■ **EXERCISE MATERIAL**
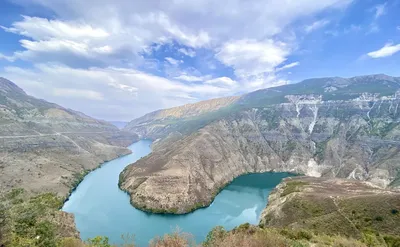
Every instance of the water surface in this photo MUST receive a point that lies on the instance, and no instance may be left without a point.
(101, 208)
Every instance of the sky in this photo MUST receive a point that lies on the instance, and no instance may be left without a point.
(117, 60)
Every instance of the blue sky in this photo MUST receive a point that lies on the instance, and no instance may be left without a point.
(118, 60)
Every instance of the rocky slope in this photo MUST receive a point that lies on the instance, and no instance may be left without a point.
(333, 206)
(184, 118)
(45, 147)
(329, 127)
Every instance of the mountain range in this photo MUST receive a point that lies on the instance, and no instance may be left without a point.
(325, 127)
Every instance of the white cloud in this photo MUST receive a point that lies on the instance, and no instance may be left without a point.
(288, 66)
(8, 58)
(187, 52)
(121, 88)
(386, 51)
(173, 61)
(222, 81)
(76, 93)
(380, 10)
(316, 25)
(99, 46)
(250, 57)
(189, 78)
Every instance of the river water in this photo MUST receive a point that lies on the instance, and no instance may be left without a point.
(101, 208)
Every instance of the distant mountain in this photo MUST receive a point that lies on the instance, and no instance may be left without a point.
(46, 147)
(325, 127)
(119, 124)
(162, 122)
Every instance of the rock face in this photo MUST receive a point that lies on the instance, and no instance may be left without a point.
(330, 127)
(344, 207)
(45, 147)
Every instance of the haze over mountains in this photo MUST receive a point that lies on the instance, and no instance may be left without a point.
(45, 147)
(329, 127)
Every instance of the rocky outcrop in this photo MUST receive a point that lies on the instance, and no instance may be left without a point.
(45, 147)
(330, 134)
(344, 207)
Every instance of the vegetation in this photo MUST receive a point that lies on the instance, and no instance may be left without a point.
(31, 222)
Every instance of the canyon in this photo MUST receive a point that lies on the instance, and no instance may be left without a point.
(326, 127)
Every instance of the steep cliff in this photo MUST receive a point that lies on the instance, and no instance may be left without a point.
(46, 148)
(347, 128)
(333, 206)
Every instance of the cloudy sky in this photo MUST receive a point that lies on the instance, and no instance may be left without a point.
(117, 60)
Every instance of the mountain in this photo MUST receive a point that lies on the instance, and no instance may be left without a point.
(326, 127)
(118, 124)
(47, 148)
(183, 119)
(345, 207)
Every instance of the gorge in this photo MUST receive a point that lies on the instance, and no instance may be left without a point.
(327, 127)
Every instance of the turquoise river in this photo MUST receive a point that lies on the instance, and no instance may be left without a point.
(101, 208)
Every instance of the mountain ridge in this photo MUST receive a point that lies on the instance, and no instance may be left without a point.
(45, 147)
(307, 128)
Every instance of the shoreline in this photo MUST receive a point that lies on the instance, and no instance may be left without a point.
(196, 206)
(84, 173)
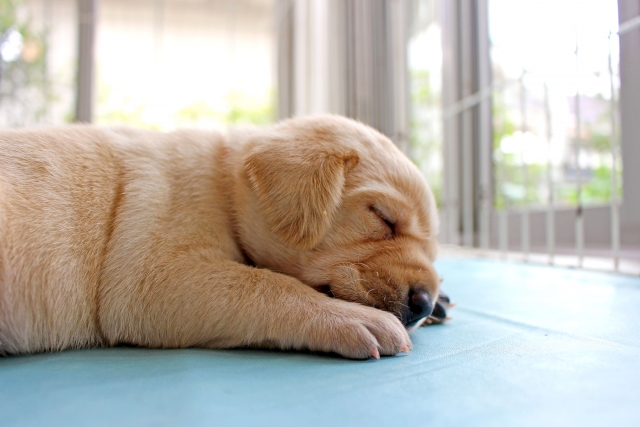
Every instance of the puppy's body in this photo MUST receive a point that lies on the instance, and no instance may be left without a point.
(114, 236)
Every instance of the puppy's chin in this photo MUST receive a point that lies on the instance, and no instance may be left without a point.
(416, 325)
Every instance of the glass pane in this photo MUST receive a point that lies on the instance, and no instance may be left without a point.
(425, 77)
(553, 108)
(168, 63)
(38, 44)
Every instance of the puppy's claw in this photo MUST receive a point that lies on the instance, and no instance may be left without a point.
(439, 314)
(375, 353)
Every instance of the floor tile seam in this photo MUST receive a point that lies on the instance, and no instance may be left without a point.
(521, 324)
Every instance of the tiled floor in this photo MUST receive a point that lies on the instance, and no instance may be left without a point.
(527, 346)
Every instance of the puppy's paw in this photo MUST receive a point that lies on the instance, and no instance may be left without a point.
(358, 332)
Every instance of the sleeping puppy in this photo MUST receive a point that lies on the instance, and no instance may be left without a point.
(193, 239)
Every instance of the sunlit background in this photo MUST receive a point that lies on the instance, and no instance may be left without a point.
(510, 108)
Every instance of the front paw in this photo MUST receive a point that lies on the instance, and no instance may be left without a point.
(357, 332)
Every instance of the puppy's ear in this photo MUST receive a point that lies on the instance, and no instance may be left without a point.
(299, 188)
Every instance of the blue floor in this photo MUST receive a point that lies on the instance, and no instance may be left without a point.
(528, 345)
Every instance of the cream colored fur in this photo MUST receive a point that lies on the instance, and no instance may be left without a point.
(194, 239)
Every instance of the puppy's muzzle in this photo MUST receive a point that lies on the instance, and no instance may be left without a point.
(420, 305)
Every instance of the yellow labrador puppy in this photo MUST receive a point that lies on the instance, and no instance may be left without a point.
(194, 239)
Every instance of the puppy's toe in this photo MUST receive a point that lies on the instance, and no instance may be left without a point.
(359, 332)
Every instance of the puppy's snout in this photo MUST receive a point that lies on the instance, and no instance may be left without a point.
(420, 306)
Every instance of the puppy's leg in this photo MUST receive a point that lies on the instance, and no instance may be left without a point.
(225, 304)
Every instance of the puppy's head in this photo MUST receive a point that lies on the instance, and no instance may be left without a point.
(337, 205)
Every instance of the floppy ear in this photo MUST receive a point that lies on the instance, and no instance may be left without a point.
(299, 188)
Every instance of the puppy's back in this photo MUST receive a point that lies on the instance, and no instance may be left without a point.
(58, 189)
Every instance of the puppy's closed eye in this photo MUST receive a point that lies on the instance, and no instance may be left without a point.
(389, 225)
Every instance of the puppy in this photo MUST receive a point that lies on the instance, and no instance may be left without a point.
(194, 239)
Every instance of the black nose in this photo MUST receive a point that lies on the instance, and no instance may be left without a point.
(420, 306)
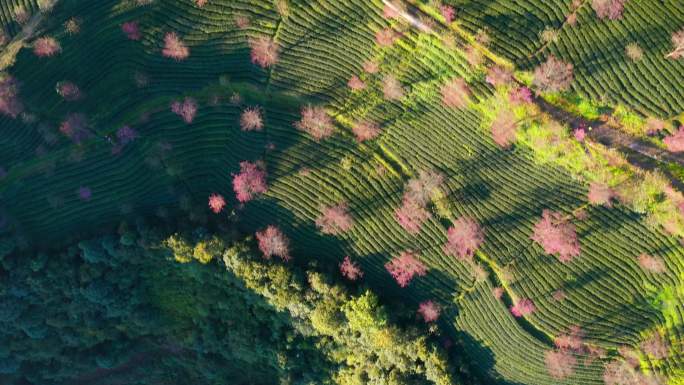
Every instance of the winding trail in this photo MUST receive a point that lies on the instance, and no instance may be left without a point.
(640, 153)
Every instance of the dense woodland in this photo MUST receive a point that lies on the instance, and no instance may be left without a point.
(132, 308)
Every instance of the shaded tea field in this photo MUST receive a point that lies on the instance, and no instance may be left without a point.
(173, 166)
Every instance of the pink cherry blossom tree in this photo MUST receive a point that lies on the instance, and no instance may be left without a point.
(350, 270)
(174, 47)
(405, 267)
(464, 237)
(68, 90)
(46, 46)
(498, 76)
(520, 95)
(456, 93)
(335, 219)
(429, 311)
(504, 128)
(675, 142)
(557, 236)
(678, 45)
(316, 122)
(187, 109)
(600, 194)
(523, 307)
(249, 182)
(75, 127)
(553, 75)
(251, 119)
(265, 52)
(216, 203)
(132, 30)
(272, 242)
(10, 104)
(448, 13)
(385, 37)
(392, 88)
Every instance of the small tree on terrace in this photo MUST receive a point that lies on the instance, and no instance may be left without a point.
(678, 45)
(9, 97)
(249, 182)
(132, 30)
(334, 219)
(46, 46)
(611, 9)
(557, 236)
(404, 267)
(455, 93)
(186, 109)
(272, 242)
(251, 119)
(429, 311)
(350, 270)
(174, 47)
(675, 142)
(265, 52)
(553, 75)
(216, 203)
(316, 122)
(464, 237)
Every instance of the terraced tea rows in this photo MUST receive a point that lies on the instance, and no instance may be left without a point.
(177, 164)
(595, 47)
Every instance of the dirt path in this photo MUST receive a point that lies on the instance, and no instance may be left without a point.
(639, 153)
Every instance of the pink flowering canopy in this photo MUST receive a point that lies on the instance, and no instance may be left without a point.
(404, 267)
(523, 307)
(350, 270)
(557, 236)
(249, 182)
(464, 237)
(216, 203)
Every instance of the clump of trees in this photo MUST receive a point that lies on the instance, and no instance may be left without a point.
(187, 109)
(174, 47)
(132, 30)
(46, 46)
(557, 236)
(464, 237)
(678, 45)
(251, 119)
(249, 182)
(216, 203)
(10, 104)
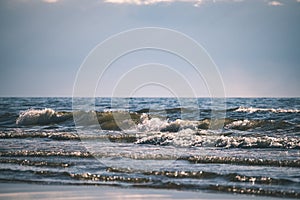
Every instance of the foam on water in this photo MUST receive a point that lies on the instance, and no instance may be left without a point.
(273, 110)
(40, 117)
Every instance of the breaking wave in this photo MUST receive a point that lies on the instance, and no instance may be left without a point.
(41, 117)
(273, 110)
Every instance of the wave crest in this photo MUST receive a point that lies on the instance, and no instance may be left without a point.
(41, 117)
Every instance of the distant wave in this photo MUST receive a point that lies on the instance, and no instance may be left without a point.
(188, 138)
(41, 117)
(273, 110)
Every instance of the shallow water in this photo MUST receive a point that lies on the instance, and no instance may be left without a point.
(154, 143)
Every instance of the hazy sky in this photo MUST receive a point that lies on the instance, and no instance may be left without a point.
(254, 43)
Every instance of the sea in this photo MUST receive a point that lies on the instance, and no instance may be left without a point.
(249, 146)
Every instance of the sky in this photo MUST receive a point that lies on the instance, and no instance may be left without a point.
(255, 44)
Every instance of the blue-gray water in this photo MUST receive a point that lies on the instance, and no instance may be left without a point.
(165, 143)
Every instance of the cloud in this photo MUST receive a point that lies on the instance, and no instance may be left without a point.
(196, 3)
(275, 3)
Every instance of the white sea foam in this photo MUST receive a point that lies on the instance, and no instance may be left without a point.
(279, 110)
(34, 116)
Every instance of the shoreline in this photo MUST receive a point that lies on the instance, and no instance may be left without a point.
(37, 191)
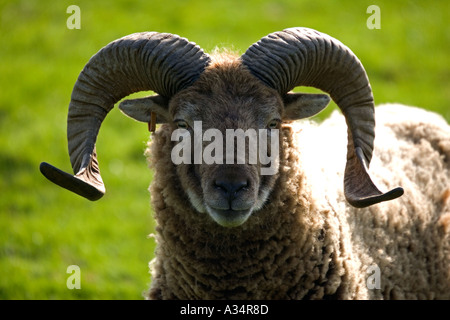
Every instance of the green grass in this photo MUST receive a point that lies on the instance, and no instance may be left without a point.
(44, 229)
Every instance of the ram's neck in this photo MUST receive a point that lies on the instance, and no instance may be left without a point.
(196, 258)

■ **EXERCISE OBJECTIVE**
Restate the data from the line containing "Every instance of the ram's" up to and including the end of the data, with the request text unchanged. Scale every point coordinate in the answers by 0.2 and round each result to the nearest whole number, rounding halves up.

■ **OUTPUT OF THE EXERCISE**
Every instance of the ram's neck in this photo MUST receive a point that lies on the instance, and no instance may be left without a point.
(39, 52)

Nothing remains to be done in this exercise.